EXERCISE BRIEF>
Write out an exact copy of the line with "Where in this photo can the date" and of each line after it, through the end of the records below.

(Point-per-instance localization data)
»»
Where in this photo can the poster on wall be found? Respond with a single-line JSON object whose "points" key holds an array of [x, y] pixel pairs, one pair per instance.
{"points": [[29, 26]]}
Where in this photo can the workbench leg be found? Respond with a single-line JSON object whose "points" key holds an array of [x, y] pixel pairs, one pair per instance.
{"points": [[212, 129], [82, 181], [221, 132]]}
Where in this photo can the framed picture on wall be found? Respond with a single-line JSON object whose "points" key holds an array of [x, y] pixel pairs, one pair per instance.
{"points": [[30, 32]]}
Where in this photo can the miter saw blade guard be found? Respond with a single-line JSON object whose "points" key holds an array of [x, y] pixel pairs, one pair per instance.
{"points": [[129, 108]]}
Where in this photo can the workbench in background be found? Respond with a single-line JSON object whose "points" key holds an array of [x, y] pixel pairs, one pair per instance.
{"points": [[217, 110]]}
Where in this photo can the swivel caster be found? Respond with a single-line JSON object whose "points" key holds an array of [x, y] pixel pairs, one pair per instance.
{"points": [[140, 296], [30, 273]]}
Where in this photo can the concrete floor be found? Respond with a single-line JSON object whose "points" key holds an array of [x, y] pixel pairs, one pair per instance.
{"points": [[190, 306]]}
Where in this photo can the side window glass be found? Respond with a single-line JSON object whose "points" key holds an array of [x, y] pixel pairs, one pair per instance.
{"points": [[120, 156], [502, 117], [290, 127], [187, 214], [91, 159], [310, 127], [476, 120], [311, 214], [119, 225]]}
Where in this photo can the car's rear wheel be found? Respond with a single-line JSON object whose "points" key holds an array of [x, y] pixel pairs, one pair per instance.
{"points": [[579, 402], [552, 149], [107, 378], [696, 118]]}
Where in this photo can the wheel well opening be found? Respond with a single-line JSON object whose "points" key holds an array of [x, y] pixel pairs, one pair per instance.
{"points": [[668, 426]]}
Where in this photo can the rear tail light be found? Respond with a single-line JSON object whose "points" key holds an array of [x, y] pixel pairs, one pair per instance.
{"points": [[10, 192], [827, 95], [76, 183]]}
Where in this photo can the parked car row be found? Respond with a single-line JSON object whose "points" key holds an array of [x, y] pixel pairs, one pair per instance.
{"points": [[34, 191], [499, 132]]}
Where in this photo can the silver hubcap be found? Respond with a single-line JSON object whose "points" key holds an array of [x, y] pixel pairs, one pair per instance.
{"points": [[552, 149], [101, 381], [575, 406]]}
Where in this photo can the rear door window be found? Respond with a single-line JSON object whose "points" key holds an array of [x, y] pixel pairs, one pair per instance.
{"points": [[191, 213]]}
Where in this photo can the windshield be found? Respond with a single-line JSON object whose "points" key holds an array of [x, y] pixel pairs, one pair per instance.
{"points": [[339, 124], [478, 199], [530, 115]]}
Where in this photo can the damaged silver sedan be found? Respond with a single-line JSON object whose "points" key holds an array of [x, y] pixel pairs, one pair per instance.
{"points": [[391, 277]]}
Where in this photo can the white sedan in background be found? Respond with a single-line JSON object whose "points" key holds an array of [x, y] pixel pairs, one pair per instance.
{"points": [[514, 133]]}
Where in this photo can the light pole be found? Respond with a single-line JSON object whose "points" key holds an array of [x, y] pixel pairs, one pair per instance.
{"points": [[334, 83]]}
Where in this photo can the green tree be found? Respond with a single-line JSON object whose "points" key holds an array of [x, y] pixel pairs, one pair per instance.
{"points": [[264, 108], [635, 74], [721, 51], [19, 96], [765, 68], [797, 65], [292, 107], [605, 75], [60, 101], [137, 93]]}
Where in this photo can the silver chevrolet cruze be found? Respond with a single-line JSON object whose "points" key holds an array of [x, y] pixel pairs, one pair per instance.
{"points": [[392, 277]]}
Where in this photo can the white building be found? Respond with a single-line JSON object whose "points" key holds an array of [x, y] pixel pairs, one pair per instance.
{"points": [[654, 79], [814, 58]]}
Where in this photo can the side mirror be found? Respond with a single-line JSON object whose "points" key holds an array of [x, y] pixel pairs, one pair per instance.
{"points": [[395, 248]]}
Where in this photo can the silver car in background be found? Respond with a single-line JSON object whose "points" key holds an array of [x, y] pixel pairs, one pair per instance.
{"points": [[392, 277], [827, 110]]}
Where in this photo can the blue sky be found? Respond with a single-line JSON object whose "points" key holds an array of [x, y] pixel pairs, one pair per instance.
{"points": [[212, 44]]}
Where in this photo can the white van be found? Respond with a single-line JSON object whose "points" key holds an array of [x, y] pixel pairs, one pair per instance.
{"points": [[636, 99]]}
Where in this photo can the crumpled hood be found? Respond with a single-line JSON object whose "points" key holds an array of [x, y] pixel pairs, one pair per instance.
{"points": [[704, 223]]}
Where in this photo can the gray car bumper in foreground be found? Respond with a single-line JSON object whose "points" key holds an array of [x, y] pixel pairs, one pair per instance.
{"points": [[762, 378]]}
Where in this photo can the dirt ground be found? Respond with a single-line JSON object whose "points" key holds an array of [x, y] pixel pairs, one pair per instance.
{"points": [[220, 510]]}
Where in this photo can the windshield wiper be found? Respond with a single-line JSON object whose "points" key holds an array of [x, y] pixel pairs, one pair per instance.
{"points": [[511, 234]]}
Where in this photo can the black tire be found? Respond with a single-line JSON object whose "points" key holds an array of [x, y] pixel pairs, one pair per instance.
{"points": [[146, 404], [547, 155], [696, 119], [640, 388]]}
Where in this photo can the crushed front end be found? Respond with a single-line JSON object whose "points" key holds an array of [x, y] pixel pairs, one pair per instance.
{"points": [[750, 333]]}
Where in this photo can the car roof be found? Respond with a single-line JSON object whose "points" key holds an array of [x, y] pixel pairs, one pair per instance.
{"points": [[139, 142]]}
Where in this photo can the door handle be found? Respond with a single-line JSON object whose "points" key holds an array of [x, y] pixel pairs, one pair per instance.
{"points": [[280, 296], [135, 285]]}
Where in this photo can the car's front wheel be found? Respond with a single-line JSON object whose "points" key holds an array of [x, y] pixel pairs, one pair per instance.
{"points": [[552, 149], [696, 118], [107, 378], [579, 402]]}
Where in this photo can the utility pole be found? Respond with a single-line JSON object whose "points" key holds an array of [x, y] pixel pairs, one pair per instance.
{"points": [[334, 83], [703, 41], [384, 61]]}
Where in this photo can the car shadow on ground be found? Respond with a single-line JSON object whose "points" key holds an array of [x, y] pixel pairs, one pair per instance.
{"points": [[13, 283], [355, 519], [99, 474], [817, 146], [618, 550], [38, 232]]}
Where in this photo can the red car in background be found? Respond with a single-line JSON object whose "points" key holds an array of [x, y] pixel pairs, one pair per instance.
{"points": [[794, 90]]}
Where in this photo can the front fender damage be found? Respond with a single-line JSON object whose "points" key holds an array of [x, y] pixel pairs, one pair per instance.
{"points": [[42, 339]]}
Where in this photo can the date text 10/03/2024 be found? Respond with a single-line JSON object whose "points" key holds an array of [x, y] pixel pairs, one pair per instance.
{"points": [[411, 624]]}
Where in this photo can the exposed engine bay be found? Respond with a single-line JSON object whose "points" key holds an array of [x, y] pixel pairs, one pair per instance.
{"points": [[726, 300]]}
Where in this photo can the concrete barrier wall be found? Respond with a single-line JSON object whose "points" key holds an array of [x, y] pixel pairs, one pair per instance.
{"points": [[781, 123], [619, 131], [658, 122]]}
««
ANSWER AREA>
Where in this photo can the date text 10/03/2024 be found? Respond with a single-line JSON object whose "points" key holds an array of [x, y] pixel pairs, one pair per instance.
{"points": [[411, 624]]}
Where in this photo can the exposed engine bay be found? Respond with a single-line JSON object whose "points" key holds an array of [x, y] pixel pairs, one pair per instance.
{"points": [[726, 300]]}
Where in this photo can the concrete barrier wall be found? Respond with a single-line JSON object whose "points" key holds an array of [x, y] pixel pairs, one pair per instance.
{"points": [[781, 123], [619, 131], [658, 122]]}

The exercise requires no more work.